Page 1 of 2 12 LastLast
Results 1 to 15 of 26

Thread: Soft VS "Hard" (not True Hard/Black/Transluscent) Arkansas Stones

  1. #1
    Join Date
    Mar 2016
    Location
    Tokyo, Japan
    Posts
    464

    Soft VS "Hard" (not True Hard/Black/Transluscent) Arkansas Stones

    This is one of those "is it just me, or..." posts -- something I've always wondered about but never seen discussed.

    So, I've used a ton of Arkansas stones. They're my go to, and my favorite sharpening media. However, I've always felt that the Soft Arkansas is kind of the worst of the bunch.

    It seems to me that the "Hard" (usually white, though Dan's come in all kinds of colors) variety is almost as quick as the soft... sometimes, I would swear, even quicker, and doesn't clog or get burnished nearly as bad. And yet, it produces a much finer edge. It's actually a surprisingly quick stone that can take out deep scratches left by a coarse diamond plate, and yet leave you with a really keen edge. I've got tons of stones that leave a similar finish, but can't do that. It seems unusually fast for its grit compared to the Soft, and, indeed, to many other stones natural.

    I've always wondered if it was just me who notices this and thinks so, or if others feel the same. My go to these days, if not a Washita, is just an India and a "Hard" Arkansas, followed occasionally by a strop or black/translucent, depending on whether I really need that extra sharpness or not.
    Last edited by Luke Dupont; 09-17-2021 at 7:55 AM.

  2. #2
    Join Date
    Feb 2014
    Location
    Lake Gaston, Henrico, NC
    Posts
    6,003
    The only Soft I've ever used was in the set of four stones I bought 47 years ago. I agree with everything you said about yours.

    The first stone in that set was named Washita. It is a purplish, variegated colored stone, much like the ones that were re-released a year, or two ago, and a wonderfully fast cutter. I went from that Washita, straight to the White Hard stone. The Soft seemed like a waste of time.

+++++

§ **Exercise details**
Transcribe the portion of the Arkansas stones thread above between "So, I've used" and "of the bunch.", inclusive.

§ **Material**
+++++

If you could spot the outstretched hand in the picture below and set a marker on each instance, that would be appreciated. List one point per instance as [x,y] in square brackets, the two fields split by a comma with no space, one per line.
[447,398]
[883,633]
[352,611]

+++++

§ **Reply**
So, I've used a ton of Arkansas stones. They're my go to, and my favorite sharpening media. However, I've always felt that the Soft Arkansas is kind of the worst of the bunch.